Input Start Marker

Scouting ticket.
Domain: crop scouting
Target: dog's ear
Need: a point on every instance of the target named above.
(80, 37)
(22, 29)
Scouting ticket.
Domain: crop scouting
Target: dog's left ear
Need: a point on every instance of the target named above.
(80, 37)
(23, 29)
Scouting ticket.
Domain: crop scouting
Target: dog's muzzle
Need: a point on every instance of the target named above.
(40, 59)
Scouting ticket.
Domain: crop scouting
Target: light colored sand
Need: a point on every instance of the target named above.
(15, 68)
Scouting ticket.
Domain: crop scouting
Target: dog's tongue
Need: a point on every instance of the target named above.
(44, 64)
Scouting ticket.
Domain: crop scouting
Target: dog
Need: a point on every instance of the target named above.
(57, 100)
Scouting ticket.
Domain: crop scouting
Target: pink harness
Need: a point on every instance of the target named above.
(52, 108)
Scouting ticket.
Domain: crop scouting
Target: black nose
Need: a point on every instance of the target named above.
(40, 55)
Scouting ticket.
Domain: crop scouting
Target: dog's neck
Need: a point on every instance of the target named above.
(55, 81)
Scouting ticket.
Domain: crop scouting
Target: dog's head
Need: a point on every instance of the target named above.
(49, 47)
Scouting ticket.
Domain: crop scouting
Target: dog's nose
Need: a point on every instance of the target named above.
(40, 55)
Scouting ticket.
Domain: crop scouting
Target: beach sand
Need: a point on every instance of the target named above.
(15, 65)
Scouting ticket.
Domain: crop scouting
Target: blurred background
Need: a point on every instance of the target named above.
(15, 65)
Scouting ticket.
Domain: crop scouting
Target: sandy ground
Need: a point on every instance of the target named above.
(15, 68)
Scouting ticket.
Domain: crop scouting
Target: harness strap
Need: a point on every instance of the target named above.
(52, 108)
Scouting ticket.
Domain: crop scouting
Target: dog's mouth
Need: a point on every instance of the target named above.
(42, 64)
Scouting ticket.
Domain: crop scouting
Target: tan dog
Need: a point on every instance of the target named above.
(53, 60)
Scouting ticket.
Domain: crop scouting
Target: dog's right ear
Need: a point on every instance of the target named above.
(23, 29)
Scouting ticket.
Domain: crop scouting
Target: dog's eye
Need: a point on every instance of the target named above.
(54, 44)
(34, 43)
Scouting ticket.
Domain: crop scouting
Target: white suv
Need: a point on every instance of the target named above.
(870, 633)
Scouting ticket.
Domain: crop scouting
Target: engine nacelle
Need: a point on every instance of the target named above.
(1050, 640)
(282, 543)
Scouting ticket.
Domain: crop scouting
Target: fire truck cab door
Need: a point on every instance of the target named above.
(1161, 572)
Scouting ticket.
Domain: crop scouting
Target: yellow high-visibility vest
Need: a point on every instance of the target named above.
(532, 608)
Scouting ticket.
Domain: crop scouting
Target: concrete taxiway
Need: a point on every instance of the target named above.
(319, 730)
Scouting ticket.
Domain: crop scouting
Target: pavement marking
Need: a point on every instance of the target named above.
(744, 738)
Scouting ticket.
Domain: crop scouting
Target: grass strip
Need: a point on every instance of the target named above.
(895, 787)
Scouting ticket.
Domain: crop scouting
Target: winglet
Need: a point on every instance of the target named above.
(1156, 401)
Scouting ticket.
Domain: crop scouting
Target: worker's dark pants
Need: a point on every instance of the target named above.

Input End Marker

**What you need to do:** Reproduce the lines of the entries above from the one with "Target: dog's head" to the one with "Target: blurred background", both included, exactly and without any other line.

**Written answer:**
Target: dog's head
Need: a point on every instance of the target named above.
(49, 47)
Scouting ticket.
Domain: crop scouting
Target: dog's nose
Need: a point on every instance of the target named above.
(40, 55)
Scouting ticket.
Domain: crop scouting
Target: beach sand
Need: a point on every instance of the target named above.
(15, 65)
Scouting ticket.
Domain: crop scouting
Target: blurred background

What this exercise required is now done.